:: EXERCISE SET ::
a. In the essay on Europe's debt crisis, what does the author say the flight to safety has driven below zero?
b. Please return the portion of the essay on Europe's debt crisis starting at "These 200+ days" and ending at "pass the ammunition.".
c. Write the next part of the essay on Europe's debt crisis, picking up after its final sentence.

Sunday, June 17, 2012

Only Yesterdays


Only Yesterdays
I.  What a difference 200+ days don’t make.  It seems like it was only yesterday  when Greece was facing bankruptcy; when the European Central Bank was the lender of first, last, and only resort for major European banks; when the sovereign debts of Italy, Spain and Portugal were suspect, contaminated, shunned; when seats on the flight to safety were going, to use the language of the trade, at a premium; the fate of the euro was the latest speculation; when the future of the European Union was the latest, to use the language of the trade,  short; when Geithner was urging his counterparts across the Atlantic to do something dramatic, to pull out the “big bazooka;” when the EU was apoplectic, or anaphylactic, or both over the prospects of a referendum in Greece concerning the terms of so-called bailout.  Only yesterday.

These 200+ days later?  Well, Greece is facing bankruptcy; Greece had a referendum, disguised as a general election and the results were exactly the results expected only yesterday; the ECB is the only lender of any resort for European banks; the sovereign debts are again suspect; the flight to safety has driven certain short term interest rates below zero, which is also the latest line on the future prospects of the European Union.  And once again Geithner is urging, hoping, praying for that big bazooka to drop out of the sky, a miracle of another sort in government green.  Praise the lord and pass the ammunition.

Items from a dataset
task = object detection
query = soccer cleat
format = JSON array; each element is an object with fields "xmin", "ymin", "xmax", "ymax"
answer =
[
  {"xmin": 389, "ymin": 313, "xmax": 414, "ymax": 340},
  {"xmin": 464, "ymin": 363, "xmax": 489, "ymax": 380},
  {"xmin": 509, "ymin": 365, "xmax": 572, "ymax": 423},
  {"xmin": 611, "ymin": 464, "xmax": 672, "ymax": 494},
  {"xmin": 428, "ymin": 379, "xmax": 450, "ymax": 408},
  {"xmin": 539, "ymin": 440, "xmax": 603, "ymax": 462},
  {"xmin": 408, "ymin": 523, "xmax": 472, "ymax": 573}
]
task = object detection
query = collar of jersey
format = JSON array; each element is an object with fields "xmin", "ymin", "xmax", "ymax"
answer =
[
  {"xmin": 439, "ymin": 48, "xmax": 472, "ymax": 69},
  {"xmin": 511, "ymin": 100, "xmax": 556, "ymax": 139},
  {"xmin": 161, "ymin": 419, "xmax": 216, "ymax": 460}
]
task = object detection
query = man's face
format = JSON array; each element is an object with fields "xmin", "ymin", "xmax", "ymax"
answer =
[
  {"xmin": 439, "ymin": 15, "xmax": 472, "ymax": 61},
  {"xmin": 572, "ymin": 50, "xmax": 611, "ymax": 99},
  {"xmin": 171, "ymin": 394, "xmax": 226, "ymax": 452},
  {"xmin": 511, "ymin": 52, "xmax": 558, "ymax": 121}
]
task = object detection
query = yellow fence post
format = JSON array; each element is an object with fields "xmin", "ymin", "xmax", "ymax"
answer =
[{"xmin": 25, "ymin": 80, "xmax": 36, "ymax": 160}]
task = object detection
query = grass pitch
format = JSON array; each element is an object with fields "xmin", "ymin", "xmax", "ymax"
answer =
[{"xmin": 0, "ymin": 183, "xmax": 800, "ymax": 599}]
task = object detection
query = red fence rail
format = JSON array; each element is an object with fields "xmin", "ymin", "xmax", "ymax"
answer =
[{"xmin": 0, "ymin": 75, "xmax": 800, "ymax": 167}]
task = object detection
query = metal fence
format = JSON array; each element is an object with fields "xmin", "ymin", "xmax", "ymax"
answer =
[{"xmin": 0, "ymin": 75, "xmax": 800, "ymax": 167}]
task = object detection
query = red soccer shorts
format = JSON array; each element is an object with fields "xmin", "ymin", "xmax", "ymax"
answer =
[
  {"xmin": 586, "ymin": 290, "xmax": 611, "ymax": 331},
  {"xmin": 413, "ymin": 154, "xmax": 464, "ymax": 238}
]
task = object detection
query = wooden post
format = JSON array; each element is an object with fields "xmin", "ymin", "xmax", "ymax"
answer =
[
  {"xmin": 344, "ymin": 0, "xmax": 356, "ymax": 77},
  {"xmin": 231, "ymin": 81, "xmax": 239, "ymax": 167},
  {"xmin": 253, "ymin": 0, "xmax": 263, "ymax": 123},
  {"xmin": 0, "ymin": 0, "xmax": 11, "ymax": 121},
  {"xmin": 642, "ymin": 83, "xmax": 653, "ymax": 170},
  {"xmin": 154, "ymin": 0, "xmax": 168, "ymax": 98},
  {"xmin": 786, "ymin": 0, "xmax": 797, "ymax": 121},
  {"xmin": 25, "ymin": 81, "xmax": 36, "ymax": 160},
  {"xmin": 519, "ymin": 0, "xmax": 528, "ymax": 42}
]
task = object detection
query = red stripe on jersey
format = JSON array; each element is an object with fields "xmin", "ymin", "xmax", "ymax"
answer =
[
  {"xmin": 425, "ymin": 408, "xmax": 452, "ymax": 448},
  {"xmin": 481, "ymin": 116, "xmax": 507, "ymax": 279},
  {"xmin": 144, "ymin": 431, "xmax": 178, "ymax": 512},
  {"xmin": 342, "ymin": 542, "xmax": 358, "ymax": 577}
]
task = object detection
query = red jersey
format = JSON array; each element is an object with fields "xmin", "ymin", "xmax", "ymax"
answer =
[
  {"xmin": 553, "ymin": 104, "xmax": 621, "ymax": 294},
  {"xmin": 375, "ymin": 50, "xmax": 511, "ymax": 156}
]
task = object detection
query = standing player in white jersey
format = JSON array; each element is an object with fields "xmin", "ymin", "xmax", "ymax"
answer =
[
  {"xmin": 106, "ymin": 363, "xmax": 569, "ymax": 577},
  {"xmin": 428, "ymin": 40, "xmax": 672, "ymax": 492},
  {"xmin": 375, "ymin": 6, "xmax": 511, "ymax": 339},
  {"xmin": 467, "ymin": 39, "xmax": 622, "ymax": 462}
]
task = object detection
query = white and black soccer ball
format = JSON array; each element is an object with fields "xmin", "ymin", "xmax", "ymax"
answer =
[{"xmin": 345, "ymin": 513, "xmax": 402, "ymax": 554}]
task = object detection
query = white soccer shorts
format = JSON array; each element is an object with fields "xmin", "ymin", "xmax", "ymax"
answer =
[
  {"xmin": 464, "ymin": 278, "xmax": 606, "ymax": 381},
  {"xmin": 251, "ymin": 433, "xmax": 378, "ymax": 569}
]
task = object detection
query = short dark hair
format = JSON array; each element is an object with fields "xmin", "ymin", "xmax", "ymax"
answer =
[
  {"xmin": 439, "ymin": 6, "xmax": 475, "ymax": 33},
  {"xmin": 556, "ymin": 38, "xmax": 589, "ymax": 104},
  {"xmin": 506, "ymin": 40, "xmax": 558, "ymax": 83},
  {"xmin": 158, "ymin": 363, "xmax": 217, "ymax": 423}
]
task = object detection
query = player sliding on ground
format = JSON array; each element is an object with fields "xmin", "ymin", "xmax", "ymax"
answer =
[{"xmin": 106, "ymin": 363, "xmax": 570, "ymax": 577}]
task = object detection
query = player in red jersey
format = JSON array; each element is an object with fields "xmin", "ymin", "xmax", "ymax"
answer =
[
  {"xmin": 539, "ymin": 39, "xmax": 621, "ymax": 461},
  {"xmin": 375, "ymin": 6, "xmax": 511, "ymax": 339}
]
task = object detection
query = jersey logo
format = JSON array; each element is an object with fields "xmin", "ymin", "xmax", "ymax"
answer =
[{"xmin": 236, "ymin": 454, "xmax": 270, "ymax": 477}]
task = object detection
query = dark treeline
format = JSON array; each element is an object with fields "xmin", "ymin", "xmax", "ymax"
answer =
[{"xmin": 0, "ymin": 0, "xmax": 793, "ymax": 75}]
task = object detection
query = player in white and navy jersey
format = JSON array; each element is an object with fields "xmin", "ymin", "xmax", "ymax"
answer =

--

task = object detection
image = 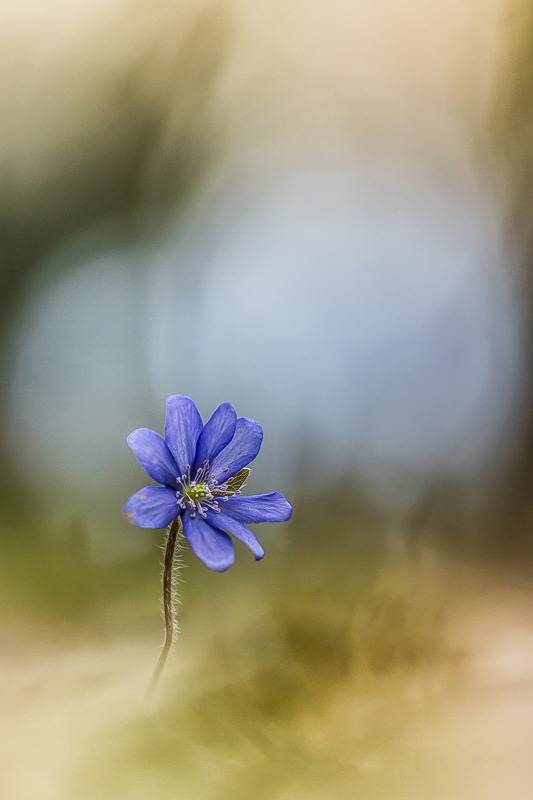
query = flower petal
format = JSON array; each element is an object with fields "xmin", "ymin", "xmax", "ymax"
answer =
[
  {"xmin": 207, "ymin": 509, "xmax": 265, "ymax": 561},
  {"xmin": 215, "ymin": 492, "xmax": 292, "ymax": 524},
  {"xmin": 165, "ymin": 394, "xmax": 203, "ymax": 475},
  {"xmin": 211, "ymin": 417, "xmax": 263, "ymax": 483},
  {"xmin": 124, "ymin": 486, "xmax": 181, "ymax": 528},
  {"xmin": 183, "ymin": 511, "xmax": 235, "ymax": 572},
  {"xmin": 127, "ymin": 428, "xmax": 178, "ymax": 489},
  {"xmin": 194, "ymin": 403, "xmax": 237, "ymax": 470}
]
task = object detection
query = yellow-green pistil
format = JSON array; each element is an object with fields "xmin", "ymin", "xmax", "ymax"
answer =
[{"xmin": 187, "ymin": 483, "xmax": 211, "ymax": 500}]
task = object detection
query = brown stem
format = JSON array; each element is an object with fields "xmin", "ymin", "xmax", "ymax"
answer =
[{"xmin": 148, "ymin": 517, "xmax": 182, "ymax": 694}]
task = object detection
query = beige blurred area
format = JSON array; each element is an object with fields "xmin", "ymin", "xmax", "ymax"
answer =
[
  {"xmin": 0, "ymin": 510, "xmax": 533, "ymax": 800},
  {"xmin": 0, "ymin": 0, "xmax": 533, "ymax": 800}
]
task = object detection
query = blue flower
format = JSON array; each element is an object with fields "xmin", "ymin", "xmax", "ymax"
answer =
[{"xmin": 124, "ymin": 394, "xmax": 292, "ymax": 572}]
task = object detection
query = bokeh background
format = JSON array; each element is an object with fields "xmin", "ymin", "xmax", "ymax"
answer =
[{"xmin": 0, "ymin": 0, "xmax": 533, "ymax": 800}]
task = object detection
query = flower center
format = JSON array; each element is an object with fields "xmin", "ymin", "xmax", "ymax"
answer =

:: ANSWERS BY TASK ::
a. Certain short-term interest rates.

b.
These 200+ days later?  Well, Greece is facing bankruptcy; Greece had a referendum, disguised as a general election and the results were exactly the results expected only yesterday; the ECB is the only lender of any resort for European banks; the sovereign debts are again suspect; the flight to safety has driven certain short term interest rates below zero, which is also the latest line on the future prospects of the European Union.  And once again Geithner is urging, hoping, praying for that big bazooka to drop out of the sky, a miracle of another sort in government green.  Praise the lord and pass the ammunition.

c.
While we’re at it, remarking as it were on the amazing and the banal, the banality of the “amazing,”  the recurrence of the unusual, exceptional with such frequency that unusual becomes the tedious,  everyday functioning of this system based upon the aggrandizement and depreciation of human labor……..let’s ask a question.  Let’s ask a question that appears to be as tangential to the predicament of irrelevant to the predicament of capital accumulation as a question can be:  Is it possible to compare “amazing” “things,”— events, quantities, qualities, effects, non-effects?
Can one amazing event, quality, quantity, effect, non-effect, be more or less amazing than a different amazing…etc?  

As we ponder this, and count the number of pinheads dancing on angels too, let’s just slog on with the predicament of capital accumulation, to wit:

It’s really amazing how far a lot, a real lot, of money can’t go these days.  And it’s even more, or less, amazing how little time lots and lots of money buys these days.  The most amazing, or not, thing of all is that this exchange of money for time, this buying of time exposes, condenses, displays, distills, but most of all narrates the historical trajectory of value production; the once and future prospects of capitalism.  

Amazing, isn’t it?  Or not. 

After all, it was just a few short months ago that the ECB took to the stormy Mediterranean in its rescue vessel, the EUSS Long Term Refinancing Operation, LTRO, to the spread the oil of long-term-low-interest-any-collateral-will-suffice loans on trouble waters of Eurozone bank finances.
That was an undertaking of amazing, even epic, proportions—supplying over one trillion euros—that’s a thousand billion for those of you not hooked up with hedge funds or astronomical observatories—for a term of three years, at rates of 1% or less.  

This was not, to be sure, an original undertaking.  The ECB was borrowing a page, and a bit of liquidity from the US Federal Reserve, which had borrowed a page from Crazy Eddie of 1980s discount electronics, and TV commercial fame—“prices so low, they’re practically giving it away.”  Crazy Eddie, as we all, know, folded, having folded into his own pockets significant amounts of the readies provided through his bank credit lines,  and having turned his stores into sources of credit, into mini-banks,  financing purchases, and counting the debts as earnings, thus pyramiding downward,  reproducing  in infinite miniatures, fractals really, the bad assets as bad banks.  “I’ve looked in the mirror, and I’ve seen a million little mes.”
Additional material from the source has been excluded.